REQUIREMENT A
In the records, rewrite the part that opens with the line containing "it for root" and closes with the line containing "(562, 331), (600, 357)", swapping "root vegetable" for "tuber" and leaving everything else unchanged.

For Example only, If M was distributed Normally I would say "M has
normal distribution with N(a,b) where a and b are meu and sigma
squared respectively.

Hi, mms03-ga:

The geometric distribution is a discrete probability distribution
related to the binomial distribution.  If we have repeated independent
trials X_1, X_2, X_3, . . . of an experiment with probability p of
success, the random variable Y = n where X_n is the first success has
the geometric distribution with parameter p.  Explicitly:

Pr(Y = n) = p(1 - p)^n, n = 1,2,3,...

The moment generating function for a single geometric distribution is:

f_Y(t) = E( e^(tY) ) 

= (e^t)p /[ 1 - e^t(1-p) ]

= p/[ e^(-t) - 1 + p ]

for which see:

[Properties of the Geometric Distribution]
http://www2.kenyon.edu/people/hartlaub/MellonProject/geometric4.html

Now if A_1, A_2, A_3, A_4, A_5 are independently identically
distributed random variables, the moment generating function of their
sum is the product of the individual moment generating functions, see:

http://www.npac.syr.edu/users/gcf/CPS713STAT/node41.html

Thus:

f_M(t) = E( e^(t(A_1 + ... + A_5)) )

= E( e^(t A_1) ) . . . E( e^(t A_5) )

Rows of box annotation data:
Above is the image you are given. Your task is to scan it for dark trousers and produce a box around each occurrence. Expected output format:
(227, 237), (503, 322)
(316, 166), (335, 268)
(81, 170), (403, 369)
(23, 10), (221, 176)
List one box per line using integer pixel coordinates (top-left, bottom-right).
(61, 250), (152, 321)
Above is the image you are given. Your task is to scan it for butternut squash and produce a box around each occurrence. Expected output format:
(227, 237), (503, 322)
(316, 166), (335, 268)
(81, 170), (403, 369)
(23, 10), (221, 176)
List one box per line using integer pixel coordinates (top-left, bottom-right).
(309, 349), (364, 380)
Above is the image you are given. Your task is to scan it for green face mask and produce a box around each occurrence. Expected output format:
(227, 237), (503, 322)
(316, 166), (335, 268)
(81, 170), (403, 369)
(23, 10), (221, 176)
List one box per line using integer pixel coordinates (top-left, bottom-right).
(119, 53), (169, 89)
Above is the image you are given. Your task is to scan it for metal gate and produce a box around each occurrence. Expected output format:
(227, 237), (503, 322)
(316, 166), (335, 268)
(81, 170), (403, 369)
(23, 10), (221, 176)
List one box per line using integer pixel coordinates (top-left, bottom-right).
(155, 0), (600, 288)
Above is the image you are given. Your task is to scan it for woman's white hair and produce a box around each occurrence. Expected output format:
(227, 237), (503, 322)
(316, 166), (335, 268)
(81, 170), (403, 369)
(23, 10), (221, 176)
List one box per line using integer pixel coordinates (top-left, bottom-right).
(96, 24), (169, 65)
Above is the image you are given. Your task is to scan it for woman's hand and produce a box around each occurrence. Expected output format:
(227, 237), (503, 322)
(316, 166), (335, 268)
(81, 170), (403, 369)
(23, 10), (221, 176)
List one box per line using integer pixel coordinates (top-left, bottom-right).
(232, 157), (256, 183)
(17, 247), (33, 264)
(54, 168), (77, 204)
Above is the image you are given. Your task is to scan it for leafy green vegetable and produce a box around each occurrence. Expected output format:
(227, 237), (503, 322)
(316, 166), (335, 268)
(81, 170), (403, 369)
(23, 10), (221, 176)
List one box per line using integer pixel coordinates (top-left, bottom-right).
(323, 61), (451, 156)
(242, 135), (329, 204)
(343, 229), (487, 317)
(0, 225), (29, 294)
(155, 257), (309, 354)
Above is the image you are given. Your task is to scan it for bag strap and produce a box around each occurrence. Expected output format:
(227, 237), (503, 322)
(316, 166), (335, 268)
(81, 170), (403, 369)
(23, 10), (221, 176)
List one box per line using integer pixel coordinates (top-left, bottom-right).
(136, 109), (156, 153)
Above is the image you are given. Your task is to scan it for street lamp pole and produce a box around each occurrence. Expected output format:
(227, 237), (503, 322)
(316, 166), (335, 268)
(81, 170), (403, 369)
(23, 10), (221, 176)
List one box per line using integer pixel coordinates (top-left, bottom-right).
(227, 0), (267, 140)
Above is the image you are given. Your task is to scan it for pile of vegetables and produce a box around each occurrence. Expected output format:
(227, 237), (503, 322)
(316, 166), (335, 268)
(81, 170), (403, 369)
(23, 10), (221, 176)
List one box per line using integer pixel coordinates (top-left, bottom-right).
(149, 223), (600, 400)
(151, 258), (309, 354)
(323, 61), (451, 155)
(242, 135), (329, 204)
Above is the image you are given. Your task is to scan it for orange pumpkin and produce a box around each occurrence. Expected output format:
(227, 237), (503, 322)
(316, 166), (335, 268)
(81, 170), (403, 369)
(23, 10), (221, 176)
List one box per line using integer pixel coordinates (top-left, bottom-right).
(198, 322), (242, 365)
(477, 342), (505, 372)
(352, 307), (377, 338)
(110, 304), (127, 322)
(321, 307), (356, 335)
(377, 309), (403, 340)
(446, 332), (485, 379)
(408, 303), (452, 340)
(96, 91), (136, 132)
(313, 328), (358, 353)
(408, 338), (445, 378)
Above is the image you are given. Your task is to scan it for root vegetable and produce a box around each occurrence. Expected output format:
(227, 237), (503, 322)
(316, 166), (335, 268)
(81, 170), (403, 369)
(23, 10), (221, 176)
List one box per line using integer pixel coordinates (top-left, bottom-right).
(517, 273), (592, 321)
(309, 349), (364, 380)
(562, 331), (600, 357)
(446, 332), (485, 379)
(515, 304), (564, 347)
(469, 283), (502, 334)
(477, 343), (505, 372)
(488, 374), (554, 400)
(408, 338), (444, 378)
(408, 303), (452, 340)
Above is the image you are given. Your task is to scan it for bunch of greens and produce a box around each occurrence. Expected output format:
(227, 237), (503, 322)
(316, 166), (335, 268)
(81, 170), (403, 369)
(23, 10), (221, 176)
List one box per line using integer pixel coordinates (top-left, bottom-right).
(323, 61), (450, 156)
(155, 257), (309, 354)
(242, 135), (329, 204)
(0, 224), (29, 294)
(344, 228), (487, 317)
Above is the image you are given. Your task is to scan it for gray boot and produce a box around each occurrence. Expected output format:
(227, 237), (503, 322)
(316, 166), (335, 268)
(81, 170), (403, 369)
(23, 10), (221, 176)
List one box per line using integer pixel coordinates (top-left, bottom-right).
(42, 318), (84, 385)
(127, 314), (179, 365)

REQUIREMENT B
Answer these questions from the text on the geometric distribution:
(i) To which distribution is the geometric distribution said to be related?
(ii) What is the moment generating function of a sum of independently identically distributed random variables?
(iii) How many random variables, A_1 onward, are summed to form M?

FULL ANSWER A
Above is the image you are given. Your task is to scan it for tuber and produce a box around each occurrence. Expected output format:
(227, 237), (503, 322)
(316, 166), (335, 268)
(81, 170), (403, 369)
(23, 10), (221, 176)
List one box per line using integer pixel coordinates (top-left, bottom-right).
(517, 273), (592, 321)
(309, 349), (364, 380)
(562, 331), (600, 357)

FULL ANSWER B
(i) The binomial distribution.
(ii) The product of the individual moment generating functions.
(iii) Five (A_1 through A_5).